> **EXCERPT PROVIDED**:
╭──
Speaking of no-room-in-the-flat-for-unnecessary-trinkets, it must be noted that the Keyboard of Physical Substance has been moved from the dining room table (which is good) and found a home on my dressing table (which is less good). It’s not really a dressing room table as such, because that would suggest we had a glamorous 1950’s boudoir and you know that isn’t true – as I told you last time, our bedroom is a musical instrument purgatory ft. an office and a bed and too many pairs of shoes I’ll never wear because they aren’t flat-soled Converse.  I have one side of the room that is marked out as mine, and it used to have little ladylike displays of glass bottles and broken shiny brooches and notebooks with which to write shopping lists and (potentially) romantic musings but that’s all been pushed to the back to make way for the keyboard. Which no longer gets played now that it is out of the dining room. Anyway.

Make-Up Situation 

This will come as no surprise to all long-time, right-thinking readers out there, but I really fear for my make up collection. As has been recorded – often, over the long, long years of child-rearing – each of my children have been very keen on the misappropriation of my lipstick, but Otis has graduated past the obvious lipsticks to Stage Two of Make-Up Ruination: to mascara, eyeshadows, brow pencils and and eyeliners.
╰──
> **WHAT THIS EXERCISE ASKS**:
A) Answer these questions using the blog excerpt:
(i) Where has the Keyboard of Physical Substance been moved from, and where did it end up?
(ii) What kind of shoes does the writer actually wear?
(iii) Which make-up items has Otis moved on to in Stage Two of Make-Up Ruination?
B) Translate this sentence from the blog excerpt into Spanish: "This will come as no surprise to all long-time, right-thinking readers out there, but I really fear for my make up collection."
C) Extract from the blog excerpt the stretch from "Make-Up Situation" through "and and eyeliners.", copied word for word.
Answer using only the blog excerpt as your source.

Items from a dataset
╭──
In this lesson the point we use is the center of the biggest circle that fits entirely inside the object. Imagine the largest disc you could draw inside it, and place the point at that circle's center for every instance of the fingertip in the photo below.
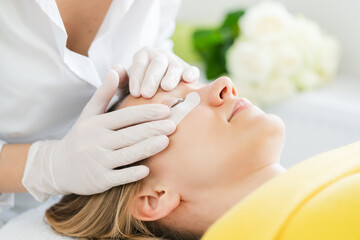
(147, 93)
(191, 74)
(168, 85)
(163, 141)
(162, 110)
(134, 88)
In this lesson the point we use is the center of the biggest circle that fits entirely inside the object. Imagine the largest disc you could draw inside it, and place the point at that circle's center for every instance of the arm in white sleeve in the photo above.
(168, 12)
(6, 199)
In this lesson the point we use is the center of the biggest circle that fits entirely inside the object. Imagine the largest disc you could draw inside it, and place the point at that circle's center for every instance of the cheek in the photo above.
(196, 153)
(259, 138)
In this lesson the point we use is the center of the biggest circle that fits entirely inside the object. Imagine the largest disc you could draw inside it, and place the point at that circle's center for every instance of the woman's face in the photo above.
(213, 150)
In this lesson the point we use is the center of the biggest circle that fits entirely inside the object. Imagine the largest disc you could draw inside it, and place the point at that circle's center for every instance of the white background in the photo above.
(320, 120)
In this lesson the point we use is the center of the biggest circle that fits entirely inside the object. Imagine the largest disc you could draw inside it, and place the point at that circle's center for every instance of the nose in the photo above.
(221, 90)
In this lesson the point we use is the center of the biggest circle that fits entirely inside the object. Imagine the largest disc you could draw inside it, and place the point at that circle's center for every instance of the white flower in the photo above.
(266, 93)
(267, 21)
(249, 61)
(307, 35)
(329, 55)
(275, 89)
(288, 58)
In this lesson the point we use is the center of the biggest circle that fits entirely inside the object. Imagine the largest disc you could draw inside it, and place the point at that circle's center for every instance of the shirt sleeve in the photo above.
(168, 12)
(6, 199)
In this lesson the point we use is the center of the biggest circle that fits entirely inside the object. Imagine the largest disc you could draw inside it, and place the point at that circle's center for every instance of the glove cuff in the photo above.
(38, 178)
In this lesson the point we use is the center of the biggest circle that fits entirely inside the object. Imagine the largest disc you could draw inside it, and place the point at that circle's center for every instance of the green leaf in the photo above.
(212, 44)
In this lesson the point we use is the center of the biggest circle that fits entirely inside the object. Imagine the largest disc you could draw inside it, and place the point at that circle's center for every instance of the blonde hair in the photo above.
(108, 216)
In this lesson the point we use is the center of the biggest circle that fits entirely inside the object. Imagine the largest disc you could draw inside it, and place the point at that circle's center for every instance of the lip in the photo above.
(239, 105)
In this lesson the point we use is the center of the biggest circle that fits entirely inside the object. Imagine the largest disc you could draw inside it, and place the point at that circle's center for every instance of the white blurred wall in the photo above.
(336, 17)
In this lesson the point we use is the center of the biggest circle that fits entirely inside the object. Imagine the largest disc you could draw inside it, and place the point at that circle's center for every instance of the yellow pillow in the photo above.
(317, 199)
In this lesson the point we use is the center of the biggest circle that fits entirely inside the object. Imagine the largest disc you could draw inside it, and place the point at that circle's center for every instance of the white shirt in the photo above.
(43, 85)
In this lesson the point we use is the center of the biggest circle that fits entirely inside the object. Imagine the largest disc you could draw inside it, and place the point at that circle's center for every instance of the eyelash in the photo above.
(179, 100)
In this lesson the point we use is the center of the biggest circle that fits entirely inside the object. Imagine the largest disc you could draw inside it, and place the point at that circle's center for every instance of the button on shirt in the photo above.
(43, 85)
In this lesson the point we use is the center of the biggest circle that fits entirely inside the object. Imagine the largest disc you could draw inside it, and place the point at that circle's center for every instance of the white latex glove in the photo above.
(152, 68)
(83, 161)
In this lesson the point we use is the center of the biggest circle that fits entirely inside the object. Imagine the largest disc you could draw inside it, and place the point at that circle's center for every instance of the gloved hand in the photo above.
(152, 68)
(83, 161)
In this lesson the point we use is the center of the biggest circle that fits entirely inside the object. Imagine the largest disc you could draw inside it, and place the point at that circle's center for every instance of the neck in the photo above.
(236, 193)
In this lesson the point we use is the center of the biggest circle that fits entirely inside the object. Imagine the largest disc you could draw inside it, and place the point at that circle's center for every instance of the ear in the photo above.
(153, 203)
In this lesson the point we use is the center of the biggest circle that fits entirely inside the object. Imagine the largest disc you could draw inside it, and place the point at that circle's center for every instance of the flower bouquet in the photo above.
(268, 53)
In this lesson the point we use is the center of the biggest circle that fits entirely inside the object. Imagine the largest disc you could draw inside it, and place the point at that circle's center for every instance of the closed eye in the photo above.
(179, 100)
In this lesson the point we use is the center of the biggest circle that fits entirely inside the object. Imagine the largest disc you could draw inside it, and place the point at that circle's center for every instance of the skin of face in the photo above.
(210, 162)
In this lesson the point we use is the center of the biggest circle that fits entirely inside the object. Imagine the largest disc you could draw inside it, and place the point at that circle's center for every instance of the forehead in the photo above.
(179, 92)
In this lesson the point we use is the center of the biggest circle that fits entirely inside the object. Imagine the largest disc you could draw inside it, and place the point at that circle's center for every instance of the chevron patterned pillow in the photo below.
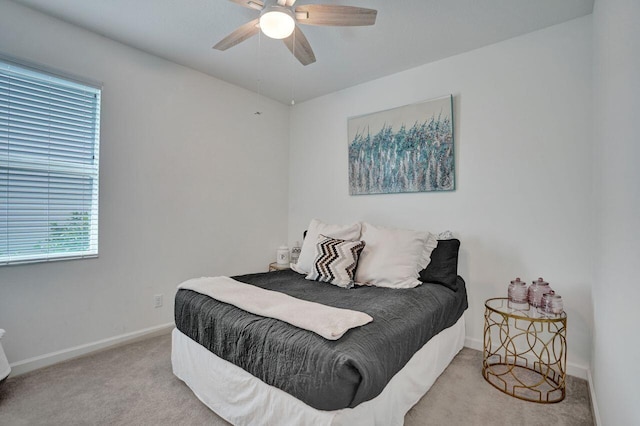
(336, 261)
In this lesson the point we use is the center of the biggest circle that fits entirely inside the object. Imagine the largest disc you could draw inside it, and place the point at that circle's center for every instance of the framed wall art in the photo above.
(405, 149)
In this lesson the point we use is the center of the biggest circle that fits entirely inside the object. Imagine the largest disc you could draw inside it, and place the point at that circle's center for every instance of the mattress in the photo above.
(325, 375)
(243, 399)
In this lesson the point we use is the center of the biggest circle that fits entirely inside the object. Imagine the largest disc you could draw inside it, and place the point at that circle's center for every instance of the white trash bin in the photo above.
(4, 363)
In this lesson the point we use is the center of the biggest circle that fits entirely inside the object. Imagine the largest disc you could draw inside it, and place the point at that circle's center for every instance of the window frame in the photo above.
(10, 162)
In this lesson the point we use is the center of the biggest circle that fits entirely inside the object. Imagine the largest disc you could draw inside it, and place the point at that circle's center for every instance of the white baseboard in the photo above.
(573, 369)
(594, 404)
(30, 364)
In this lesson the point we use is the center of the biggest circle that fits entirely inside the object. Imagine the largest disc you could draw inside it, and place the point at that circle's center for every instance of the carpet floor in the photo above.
(134, 385)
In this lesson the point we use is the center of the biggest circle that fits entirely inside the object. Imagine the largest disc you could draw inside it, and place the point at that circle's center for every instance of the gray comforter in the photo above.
(327, 375)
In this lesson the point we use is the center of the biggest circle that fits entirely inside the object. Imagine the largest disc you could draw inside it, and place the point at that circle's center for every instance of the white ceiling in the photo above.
(407, 33)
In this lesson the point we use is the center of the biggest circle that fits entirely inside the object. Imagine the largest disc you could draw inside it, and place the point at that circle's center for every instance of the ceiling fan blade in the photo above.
(239, 35)
(251, 4)
(300, 47)
(325, 14)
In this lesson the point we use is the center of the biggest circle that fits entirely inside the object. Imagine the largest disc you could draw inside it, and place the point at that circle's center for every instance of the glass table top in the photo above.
(501, 306)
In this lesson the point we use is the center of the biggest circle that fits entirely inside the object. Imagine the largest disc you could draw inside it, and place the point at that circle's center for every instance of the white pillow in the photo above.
(393, 257)
(317, 227)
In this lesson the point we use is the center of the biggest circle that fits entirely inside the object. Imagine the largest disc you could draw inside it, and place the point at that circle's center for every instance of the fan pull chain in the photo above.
(258, 112)
(293, 74)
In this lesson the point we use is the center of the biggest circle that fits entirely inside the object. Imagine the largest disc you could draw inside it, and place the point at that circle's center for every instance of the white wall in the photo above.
(192, 183)
(523, 204)
(616, 294)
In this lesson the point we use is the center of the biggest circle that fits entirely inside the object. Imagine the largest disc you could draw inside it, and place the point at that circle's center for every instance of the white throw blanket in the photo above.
(327, 321)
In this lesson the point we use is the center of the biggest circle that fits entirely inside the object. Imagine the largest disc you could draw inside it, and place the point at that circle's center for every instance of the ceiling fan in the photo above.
(278, 20)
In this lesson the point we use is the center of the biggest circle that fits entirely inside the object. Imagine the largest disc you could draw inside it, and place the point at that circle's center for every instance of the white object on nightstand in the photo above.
(4, 363)
(283, 255)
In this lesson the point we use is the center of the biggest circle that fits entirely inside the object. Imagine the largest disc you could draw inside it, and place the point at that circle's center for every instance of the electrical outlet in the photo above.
(157, 299)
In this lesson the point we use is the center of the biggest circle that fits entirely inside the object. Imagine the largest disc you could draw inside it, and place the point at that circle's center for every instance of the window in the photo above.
(49, 146)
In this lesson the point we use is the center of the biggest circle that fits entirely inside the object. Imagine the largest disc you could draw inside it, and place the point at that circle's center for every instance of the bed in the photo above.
(256, 370)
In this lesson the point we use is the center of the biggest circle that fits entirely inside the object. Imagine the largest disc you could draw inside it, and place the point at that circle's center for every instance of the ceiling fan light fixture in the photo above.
(277, 22)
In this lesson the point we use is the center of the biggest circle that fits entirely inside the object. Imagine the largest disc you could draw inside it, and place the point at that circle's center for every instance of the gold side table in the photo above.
(525, 352)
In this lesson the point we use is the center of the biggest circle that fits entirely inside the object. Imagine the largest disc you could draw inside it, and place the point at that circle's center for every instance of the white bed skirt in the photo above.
(243, 399)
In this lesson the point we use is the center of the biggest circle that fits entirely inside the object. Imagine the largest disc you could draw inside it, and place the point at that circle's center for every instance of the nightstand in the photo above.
(525, 351)
(274, 266)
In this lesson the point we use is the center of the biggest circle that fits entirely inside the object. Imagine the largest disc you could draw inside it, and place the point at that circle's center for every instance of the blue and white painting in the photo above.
(405, 149)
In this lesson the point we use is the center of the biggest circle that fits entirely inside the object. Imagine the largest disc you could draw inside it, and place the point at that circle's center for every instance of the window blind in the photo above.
(49, 157)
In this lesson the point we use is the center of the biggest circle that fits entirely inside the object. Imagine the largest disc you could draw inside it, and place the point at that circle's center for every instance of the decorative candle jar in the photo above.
╰──
> **EXERCISE ANSWERS**:
A)
(i) It was moved from the dining room table to the writer's dressing table.
(ii) Flat-soled Converse.
(iii) Mascara, eyeshadows, brow pencils and eyeliners.

B) Esto no sorprenderá a ninguno de los lectores veteranos y sensatos que hay por ahí, pero de verdad temo por mi colección de maquillaje.

C)
Make-Up Situation 

This will come as no surprise to all long-time, right-thinking readers out there, but I really fear for my make up collection. As has been recorded – often, over the long, long years of child-rearing – each of my children have been very keen on the misappropriation of my lipstick, but Otis has graduated past the obvious lipsticks to Stage Two of Make-Up Ruination: to mascara, eyeshadows, brow pencils and and eyeliners.